* **PROVIDED TEXT**
Today's Louisiana Department of Natural Resources, Office of Mineral Resources, State Mineral & Energy Board July auction of publicly owned mineral tracts includes 29 bid tracts totaling over 1500 acres in 3 parishes: Union, Claiborne and Lincoln, with the bulk of the tract acreage concentrated in Union.  IMO, these tracts are associated with the Lower Smackover/Brown Dense prospective area which includes a similarly sized and adjacent area in S. AR.  The bid tracts span a wide area that roughly is described in extent on the Northwest by Township 23 North, Range 5 West, the Southwest by Township 20 North, Range 3 West, the Northeast by Township 23N, Range 1 West and the Southeast by Township 20N, Range 2 East.  These bid tracts represent the beds and bottoms of state owned water bodies and are more informally defined as being located in the proximity of Little Corney Bayou, Corney Creek, Bayou D'Arbonne, Middle Fork Bayou and Bayou De Loutre.

 

The import of these bid tracts, other than their specific locations, is that they are bids for state leases.  By law state leases are for a primary term of one year.  They may be extended for two additional years by the timely payment of a lease bonus equal to one half the original bonus amount for each additional year.  For that reason, there is no need for companies interested in developing a prospect to acquire them far in advance.  The time to acquire the rights to the state lands is after building a lease block(s) composed of private mineral interests.  It is also in the interest of energy companies to acquire the state leases late in the process of building a lease block owing to the fact that the bids for those tracts, including bonus bids, are of public record and therefore are of value to mineral owners in the negotiation of future leases.

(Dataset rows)
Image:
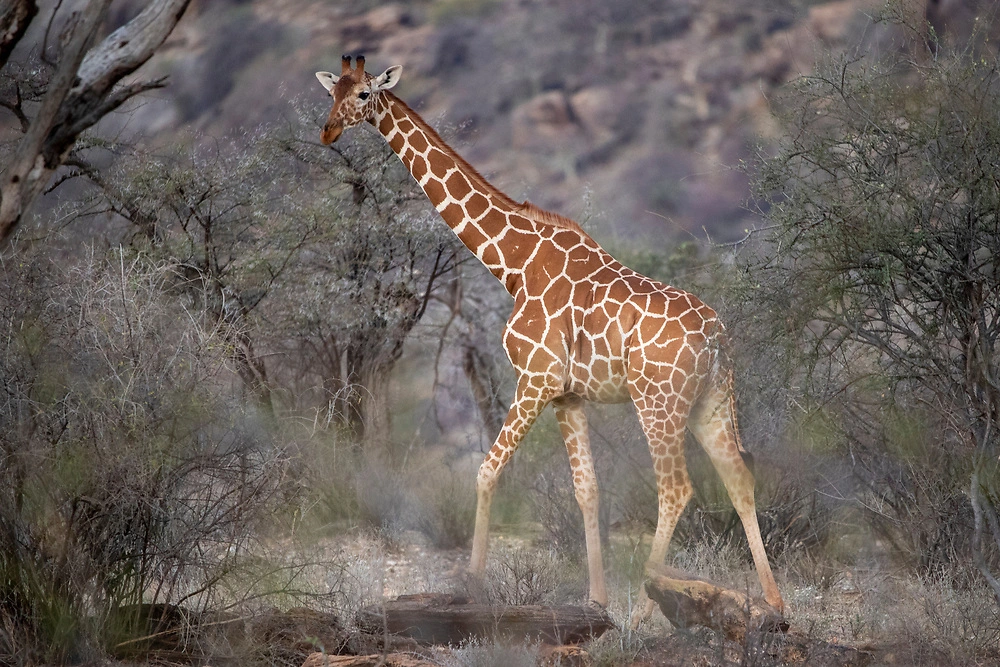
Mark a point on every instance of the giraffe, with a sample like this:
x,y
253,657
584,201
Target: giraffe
x,y
583,327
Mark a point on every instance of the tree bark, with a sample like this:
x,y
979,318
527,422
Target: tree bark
x,y
81,92
687,600
14,20
444,619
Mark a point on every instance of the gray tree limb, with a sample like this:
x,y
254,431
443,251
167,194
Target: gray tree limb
x,y
82,91
14,20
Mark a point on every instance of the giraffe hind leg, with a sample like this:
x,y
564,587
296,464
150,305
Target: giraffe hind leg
x,y
713,423
663,424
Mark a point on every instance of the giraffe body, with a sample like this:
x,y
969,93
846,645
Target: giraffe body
x,y
583,327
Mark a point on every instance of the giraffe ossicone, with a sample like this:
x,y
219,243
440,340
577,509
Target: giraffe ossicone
x,y
583,327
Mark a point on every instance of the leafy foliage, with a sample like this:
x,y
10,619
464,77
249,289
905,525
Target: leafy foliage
x,y
884,208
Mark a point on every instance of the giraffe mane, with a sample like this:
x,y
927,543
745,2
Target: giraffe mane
x,y
540,215
526,208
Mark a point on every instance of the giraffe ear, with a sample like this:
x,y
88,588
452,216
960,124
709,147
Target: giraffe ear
x,y
388,78
327,79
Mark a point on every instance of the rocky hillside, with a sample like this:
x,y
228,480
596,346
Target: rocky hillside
x,y
630,114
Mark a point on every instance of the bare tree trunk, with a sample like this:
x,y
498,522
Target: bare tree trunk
x,y
82,90
14,20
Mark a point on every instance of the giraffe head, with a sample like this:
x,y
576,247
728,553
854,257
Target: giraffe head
x,y
354,93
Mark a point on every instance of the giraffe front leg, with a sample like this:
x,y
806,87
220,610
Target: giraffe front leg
x,y
528,404
573,424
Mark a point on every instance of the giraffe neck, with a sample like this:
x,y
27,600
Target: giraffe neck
x,y
484,218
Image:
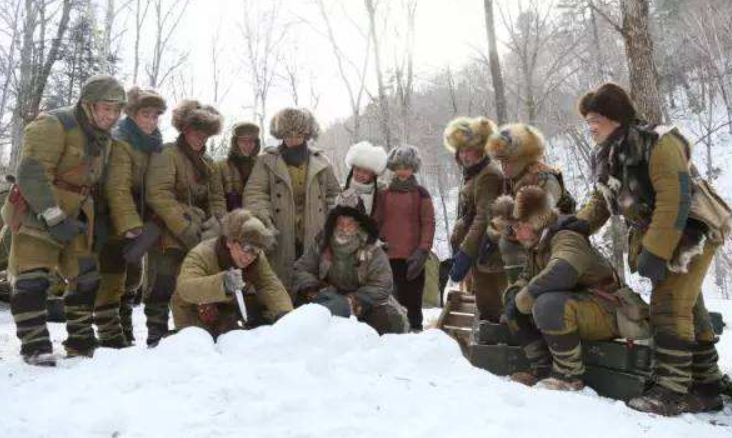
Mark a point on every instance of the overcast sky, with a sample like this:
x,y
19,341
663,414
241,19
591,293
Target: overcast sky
x,y
448,33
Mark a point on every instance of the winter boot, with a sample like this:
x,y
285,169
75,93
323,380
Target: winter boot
x,y
40,359
28,306
661,401
562,383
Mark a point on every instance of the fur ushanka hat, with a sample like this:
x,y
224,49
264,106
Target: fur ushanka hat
x,y
532,205
243,226
297,121
138,99
192,114
367,156
468,132
404,156
609,100
516,141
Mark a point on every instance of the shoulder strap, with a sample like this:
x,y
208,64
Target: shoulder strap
x,y
66,117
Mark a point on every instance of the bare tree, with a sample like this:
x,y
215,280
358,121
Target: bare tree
x,y
167,20
37,57
495,64
264,34
348,70
385,119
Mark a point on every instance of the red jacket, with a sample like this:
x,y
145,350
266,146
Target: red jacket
x,y
406,221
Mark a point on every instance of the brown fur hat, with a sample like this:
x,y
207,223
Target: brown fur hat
x,y
468,132
516,141
138,99
609,100
294,121
245,227
193,114
502,216
532,205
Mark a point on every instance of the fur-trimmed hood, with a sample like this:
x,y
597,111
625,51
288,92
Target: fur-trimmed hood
x,y
244,226
294,121
532,205
516,141
367,156
193,114
468,132
138,99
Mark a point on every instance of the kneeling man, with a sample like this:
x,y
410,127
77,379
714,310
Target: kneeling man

* **INSTRUCTIONS**
**a.** Translate this sentence from the passage on Louisiana state mineral leases into Spanish: "By law state leases are for a primary term of one year."
**b.** List every line of the records that contains the string "kneeling", treating differences in case as significant.
The text and the records are independent of each other.

* **FULL ANSWERS**
**a.** Por ley, los arrendamientos estatales tienen un plazo primario de un año.

**b.**
Mark a point on every instance of the kneeling man, with a sample like this:
Target: kneeling man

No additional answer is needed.